Your task -> Output the data below line for line, exactly, up to and including the line where "locate soldier in" appears.

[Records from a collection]

/---

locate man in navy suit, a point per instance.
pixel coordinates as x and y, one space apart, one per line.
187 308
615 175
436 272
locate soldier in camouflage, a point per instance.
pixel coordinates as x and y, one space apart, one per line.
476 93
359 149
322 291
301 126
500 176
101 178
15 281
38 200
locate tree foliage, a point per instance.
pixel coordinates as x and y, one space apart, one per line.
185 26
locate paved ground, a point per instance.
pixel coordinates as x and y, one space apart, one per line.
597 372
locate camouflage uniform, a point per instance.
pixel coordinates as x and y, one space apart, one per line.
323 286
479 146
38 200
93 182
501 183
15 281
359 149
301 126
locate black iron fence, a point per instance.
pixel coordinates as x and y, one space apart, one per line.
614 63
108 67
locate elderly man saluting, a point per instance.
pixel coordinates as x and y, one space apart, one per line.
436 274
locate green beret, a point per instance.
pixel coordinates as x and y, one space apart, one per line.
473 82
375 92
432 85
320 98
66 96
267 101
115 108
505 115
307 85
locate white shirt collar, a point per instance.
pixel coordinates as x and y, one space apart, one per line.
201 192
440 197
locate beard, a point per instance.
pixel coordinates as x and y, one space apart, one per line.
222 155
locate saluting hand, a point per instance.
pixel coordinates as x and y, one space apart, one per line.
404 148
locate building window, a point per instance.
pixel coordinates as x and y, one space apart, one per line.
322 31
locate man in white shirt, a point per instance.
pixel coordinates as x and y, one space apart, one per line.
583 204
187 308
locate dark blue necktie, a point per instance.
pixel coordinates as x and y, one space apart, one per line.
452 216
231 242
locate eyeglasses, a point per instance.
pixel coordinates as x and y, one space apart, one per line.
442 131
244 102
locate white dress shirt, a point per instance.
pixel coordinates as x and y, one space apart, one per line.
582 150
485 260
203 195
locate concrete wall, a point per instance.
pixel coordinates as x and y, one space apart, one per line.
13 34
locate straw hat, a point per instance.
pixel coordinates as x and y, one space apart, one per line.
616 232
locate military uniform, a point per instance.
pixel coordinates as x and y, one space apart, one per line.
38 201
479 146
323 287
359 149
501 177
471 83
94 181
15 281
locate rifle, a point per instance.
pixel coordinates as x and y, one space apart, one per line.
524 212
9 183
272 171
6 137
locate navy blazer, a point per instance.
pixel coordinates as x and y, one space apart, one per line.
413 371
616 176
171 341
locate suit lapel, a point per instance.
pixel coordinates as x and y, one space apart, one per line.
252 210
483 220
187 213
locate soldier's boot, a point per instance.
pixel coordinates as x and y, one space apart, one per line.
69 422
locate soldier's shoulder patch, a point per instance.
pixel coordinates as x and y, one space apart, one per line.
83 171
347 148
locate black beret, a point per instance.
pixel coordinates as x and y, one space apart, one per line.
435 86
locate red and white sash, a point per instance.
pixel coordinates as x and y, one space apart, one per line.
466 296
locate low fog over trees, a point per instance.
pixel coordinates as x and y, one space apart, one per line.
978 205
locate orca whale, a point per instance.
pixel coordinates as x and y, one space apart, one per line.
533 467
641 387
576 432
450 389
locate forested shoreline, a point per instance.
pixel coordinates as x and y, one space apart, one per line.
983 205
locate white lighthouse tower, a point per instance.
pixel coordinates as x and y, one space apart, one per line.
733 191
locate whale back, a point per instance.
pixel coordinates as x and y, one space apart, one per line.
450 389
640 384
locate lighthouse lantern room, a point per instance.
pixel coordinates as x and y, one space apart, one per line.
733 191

\---

Task result ->
locate man in navy suit, a point per instance.
pixel coordinates as x and y, one space apart, one per line.
187 308
615 175
436 272
locate soldier in camouflage, a point per instance.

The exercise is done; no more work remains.